━━ DOCUMENT SEGMENT ━━
This invention relates to a method of producing zinc electrodeposits with zinc anode benefaction, which comprises passing current from a zinc anode to a metal cathode through a plating solution containing at least one organic brightener, a chloride-containing salt providing chloride anions and boric acid as a buffer in the absence of ammonium cations, chelating agents, and complexing agents for a time period sufficient to deposit a zinc electrodeposit upon said cathode; the improvement being the current passing through an aqueous acidic bath composition containing zinc sulfamate providing zinc cations for electroplating zinc.
This invention is predicated upon the discovery that in replacing Zinc Sulfamate for Zinc Sulfate or Zinc Chloride, not only were excellent cathode deposit characteristics retained but the anode performance was dramatically improved. It is not clear why sulfamate should be much superior to the sulfate and chloride anions in this respect since one would not normally consider sulfamate as a complexing, chelating or anode-solubilizing anion. The explanation may be that zinc sulfamate may be considerably more soluble than the sulfate or chloride salts or may prevent or inhibit formation thereby of basic zinc salt anode incrustations. Zinc Oxide and Sulfamic Acid are used to interact in water in a mole ratio of 1 to 2 respectively to form Zinc Sulfamate.
ZnO + 2NH2 SO3 H → Zn(O3 SNH2) + H2 O
Using zinc sulfamate to provide both excellent anode and cathode plating characteristics results in a unique system with outstanding advantages over existing processes. The improved process is of particular advantage for rack plating applications where suspended matter is of more concern than for barrel plating purposes.
The zinc sulfamate may be introduced by interaction of zinc oxide and sulfamic acid in the preparation of the plating bath or may be used as a liquid concentrate to be used by suitable dilution to a desired working concentration and the addition of other bath ingredients such as NaCl, H3 BO3 and organic-type additives. A concentrate may be prepared which in use would involve diluting 1 part by volume with 3 parts by volume of water.
This invention relates to an improved method of electroplating zinc while simultaneously effecting enhanced anode corrosion characteristics, which comprises passing current from a zinc anode to a metal cathode through a plating solution containing at least one organic brightener, a chloride-containing salt providing chloride anions and boric acid as a buffer in the absence of ammonium cations, chelating agents, and complexing agents for a time period sufficient to deposit a zinc electrodeposit upon said cathode; the improvement consisting of the current passing through an aqueous acidic bath composition containing zinc sulfamate providing zinc cations for electroplating zinc.
━━━
━━ DATA SECTION ━━
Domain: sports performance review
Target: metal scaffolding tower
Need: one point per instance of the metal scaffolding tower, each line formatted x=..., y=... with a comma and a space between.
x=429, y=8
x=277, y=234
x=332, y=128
━━━
§ SET OF TASKS
A – From the zinc plating excerpt, copy the part that opens with the words containing "ZnO + 2NH2 SO3" and closes with "volume of water.".
B – Decide whether each statement agrees with the zinc plating excerpt, answering yes or no and quoting the deciding words. (i) Zinc oxide and sulfamic acid react in a mole ratio of 1 to 2 to form zinc sulfamate. (ii) The improved process is of particular advantage for barrel plating. (iii) The concentrate is used by diluting 1 part by volume with 3 parts by volume of water.
C – According to the zinc plating excerpt, what is used as the buffer in the plating solution?

§ SOLUTIONS PER TASK
A –
ZnO + 2NH2 SO3 H → Zn(O3 SNH2) + H2 O
Using zinc sulfamate to provide both excellent anode and cathode plating characteristics results in a unique system with outstanding advantages over existing processes. The improved process is of particular advantage for rack plating applications where suspended matter is of more concern than for barrel plating purposes.
The zinc sulfamate may be introduced by interaction of zinc oxide and sulfamic acid in the preparation of the plating bath or may be used as a liquid concentrate to be used by suitable dilution to a desired working concentration and the addition of other bath ingredients such as NaCl, H3 BO3 and organic-type additives. A concentrate may be prepared which in use would involve diluting 1 part by volume with 3 parts by volume of water.

B –
(i) Yes: "Zinc Oxide and Sulfamic Acid are used to interact in water in a mole ratio of 1 to 2 respectively to form Zinc Sulfamate."
(ii) No: "The improved process is of particular advantage for rack plating applications where suspended matter is of more concern than for barrel plating purposes."
(iii) Yes: "A concentrate may be prepared which in use would involve diluting 1 part by volume with 3 parts by volume of water."

C – Boric acid.